Aufgabenliste -
• 1. Beantworte drei Fragen zum Forumsbeitrag über Erziehung:
(a) Zwischen welchen beiden Dingen hat die schreibende Person nach eigener Aussage bereits die „Mitte“ gefunden?
(b) Welche drei Eigenschaften werden „ein bisschen“ Erziehung zugeschrieben?
(c) Womit wird Erziehung im letzten Absatz verglichen?
• 2. Führe den Forumsbeitrag über Erziehung im selben Ton nach seinem letzten Satz fort.

Textauszug -

====================

Antwort von solelo am 10.01.2007, 14:26 Uhr

Doch, sie weiß, dass man das wenn man recherchiert, man doch nicht so ganz anonym ist. Natürlich habe ich ihr auch das erklärt. Ich schreibe immer sooo lang, da war ich froh, dass ich Mal was kürzen kann ;-)

Wegen dem Arzt – ich wollte schon was schreiben, aber hab's dann immer vergessen und verschoben, hatte zu viel zu tun und dann ja, ist es einfach untergegangen, irgendwann einfach zu spät.

Eigentlich hat sie es selbst eingesehen, dass sie mich nicht ernst genommen hat, das sagt mir ihr letzter Satz.

Das Schwarz-Weiß-denken – ja... das ist so eine Sache. NATÜRLICH finde ich es besser, wenn man weniger erzieht. Die allermeisten hier sind für "sanfte Erziehung" und viele bestrafen nicht und so weiter. Es ist sicher gut für die Kinder, viel besser als harte Erziehung. Für mich ist "ein bisschen" Erziehung trotzdem noch so schlecht, dass ich mich für Nichterziehung entschieden habe – offensichtlich, denn sonst würde ich mich ja nicht umentscheiden.

Ich bin eindeutig auch gegen "ein bisschen" Erziehung. Ist dann nicht sooooo schlimm natürlich, aber ich finde es trotzdem freiheitseinschränkend, respektlos und vor allem total unnötig. Wenn jemand ein andere Person täglich schlägt mit einem Holzhammer, ist das furchtbar. Wenn jemand einen anderen nur wöchentlich ein mal 1 Sekunde lang mit einer Stecknadel piekst, ist das natürlich viel viel weniger Schlimm – trotzdem völlig unnötig und gemein.

Hier wird immer von "die Mitte" finden gesprochen. Ich kann das Argument durchaus nachvollziehen – und für mich auch anwenden, denn ich finde, ich habe bereits die "mitte" gefunden, nämlich die zwischen Erziehung und Vernachlässigung :-)

Für mich ist Erziehung vergleichbar mit Rauchen. Rauchen ist total unnötig und schädlig. Es ist sehr sehr schädlich und hat furchtbare Langzeit und manchmal auch Kurzeitfolgen, wenn extrem betrieben. Weniger ist "besser", aber immer noch nicht "gut" und noch weniger ist immer besser. Nur noch ein Zug am Tag ist noch besser, aber wenn man es wirklich ganz lässt ist es wirklich am allerbesten.

====================

Angezeigte Daten -

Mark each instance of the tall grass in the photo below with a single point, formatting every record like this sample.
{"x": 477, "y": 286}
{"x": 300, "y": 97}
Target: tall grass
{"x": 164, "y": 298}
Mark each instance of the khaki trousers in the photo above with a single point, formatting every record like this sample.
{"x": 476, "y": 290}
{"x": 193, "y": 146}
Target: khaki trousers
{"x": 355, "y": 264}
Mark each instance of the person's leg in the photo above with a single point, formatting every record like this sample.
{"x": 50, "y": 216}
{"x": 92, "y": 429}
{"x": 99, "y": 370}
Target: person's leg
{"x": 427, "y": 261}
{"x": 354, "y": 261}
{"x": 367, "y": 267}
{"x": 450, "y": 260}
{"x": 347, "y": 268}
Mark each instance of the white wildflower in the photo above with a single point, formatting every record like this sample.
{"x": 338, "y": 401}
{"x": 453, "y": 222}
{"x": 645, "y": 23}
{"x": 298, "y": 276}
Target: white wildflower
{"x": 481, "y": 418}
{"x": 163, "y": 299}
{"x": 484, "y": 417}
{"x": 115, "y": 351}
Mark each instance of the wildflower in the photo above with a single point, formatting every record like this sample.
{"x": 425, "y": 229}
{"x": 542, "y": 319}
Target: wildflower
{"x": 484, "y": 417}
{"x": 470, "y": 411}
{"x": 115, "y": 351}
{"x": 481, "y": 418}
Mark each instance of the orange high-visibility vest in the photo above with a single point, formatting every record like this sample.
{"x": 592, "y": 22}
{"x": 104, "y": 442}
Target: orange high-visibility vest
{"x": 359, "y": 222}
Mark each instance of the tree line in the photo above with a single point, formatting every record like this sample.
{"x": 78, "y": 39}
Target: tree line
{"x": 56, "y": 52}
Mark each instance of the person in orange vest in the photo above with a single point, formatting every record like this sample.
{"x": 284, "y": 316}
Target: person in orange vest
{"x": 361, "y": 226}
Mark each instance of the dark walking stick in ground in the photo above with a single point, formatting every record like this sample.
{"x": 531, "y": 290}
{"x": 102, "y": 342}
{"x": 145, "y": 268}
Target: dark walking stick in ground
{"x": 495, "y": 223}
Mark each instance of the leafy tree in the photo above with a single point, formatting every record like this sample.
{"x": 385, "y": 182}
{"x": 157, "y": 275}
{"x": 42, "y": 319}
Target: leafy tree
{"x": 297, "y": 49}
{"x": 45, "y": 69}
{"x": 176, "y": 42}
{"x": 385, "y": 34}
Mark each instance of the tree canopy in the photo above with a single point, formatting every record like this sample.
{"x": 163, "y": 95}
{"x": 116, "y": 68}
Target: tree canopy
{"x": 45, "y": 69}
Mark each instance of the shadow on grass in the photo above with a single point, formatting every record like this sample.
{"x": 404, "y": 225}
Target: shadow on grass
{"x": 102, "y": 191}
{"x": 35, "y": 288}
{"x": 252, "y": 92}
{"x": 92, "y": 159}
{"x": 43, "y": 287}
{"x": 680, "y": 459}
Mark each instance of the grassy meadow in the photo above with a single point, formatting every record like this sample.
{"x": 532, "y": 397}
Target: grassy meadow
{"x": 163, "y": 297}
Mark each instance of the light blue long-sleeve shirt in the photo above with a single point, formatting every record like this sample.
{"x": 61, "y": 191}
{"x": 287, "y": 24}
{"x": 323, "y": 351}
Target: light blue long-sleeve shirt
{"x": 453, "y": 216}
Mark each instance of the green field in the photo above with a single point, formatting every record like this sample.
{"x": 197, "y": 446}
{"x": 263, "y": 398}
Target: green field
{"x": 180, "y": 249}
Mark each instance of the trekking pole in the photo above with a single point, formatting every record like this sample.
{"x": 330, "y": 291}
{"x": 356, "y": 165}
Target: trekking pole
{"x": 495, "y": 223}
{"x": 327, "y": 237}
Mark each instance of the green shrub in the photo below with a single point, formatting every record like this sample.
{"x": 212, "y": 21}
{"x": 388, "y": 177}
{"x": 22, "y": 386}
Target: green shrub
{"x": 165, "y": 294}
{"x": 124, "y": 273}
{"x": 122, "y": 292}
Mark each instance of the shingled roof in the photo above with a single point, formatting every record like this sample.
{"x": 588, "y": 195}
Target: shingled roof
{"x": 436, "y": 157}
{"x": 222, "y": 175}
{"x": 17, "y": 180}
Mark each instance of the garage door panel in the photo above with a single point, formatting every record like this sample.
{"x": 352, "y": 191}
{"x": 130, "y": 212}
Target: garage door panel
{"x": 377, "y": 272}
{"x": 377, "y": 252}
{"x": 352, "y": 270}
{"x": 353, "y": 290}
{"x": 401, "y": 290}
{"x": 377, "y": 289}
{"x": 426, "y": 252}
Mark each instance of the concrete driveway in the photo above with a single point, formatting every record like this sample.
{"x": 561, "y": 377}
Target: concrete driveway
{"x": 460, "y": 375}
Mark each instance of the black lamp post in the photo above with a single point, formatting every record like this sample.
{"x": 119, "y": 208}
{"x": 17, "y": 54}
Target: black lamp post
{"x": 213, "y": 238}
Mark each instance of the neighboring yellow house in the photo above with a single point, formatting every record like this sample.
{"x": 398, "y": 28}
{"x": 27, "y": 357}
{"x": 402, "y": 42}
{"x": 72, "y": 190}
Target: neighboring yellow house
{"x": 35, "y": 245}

====================

Antworten -
• 1.
(a) Zwischen Erziehung und Vernachlässigung.
(b) Freiheitseinschränkend, respektlos und vor allem total unnötig.
(c) Mit Rauchen.

• 2.
Ich finde es also durchaus toll, wenn ich Antworten bekomme mit "Beweisen", dass ihr es doch total sanft und so weiter macht. Ich freue mich wirklich für die Kinder und auch für euch. In den Medien geht der Trend teilweise in eine schlimmere Richtung. Das finde ich traurig.

Ich finde einfach wirklich, dass Erziehung, egal wie wenig; sich höher stellen als das Kind, egal weshalb; total unnötig und je nach Ausmaß auch mehr oder weniger schädlich. Unnötig, weil man 1. auch mit Erziehung NIE garantieren kann, dass das Kind glücklich ist und 2. weil das erwünschte "Ziel" auch anders erreichbar ist. Gemein weil 3. das Ziel vom Kind selbst gewählt werden sollte und Nichterziehung ist besser weil 4. EINES auf jeden Fall garantiert werden kann: Glück JETZT – die beste Voraussetzung für Glück SPÄTER.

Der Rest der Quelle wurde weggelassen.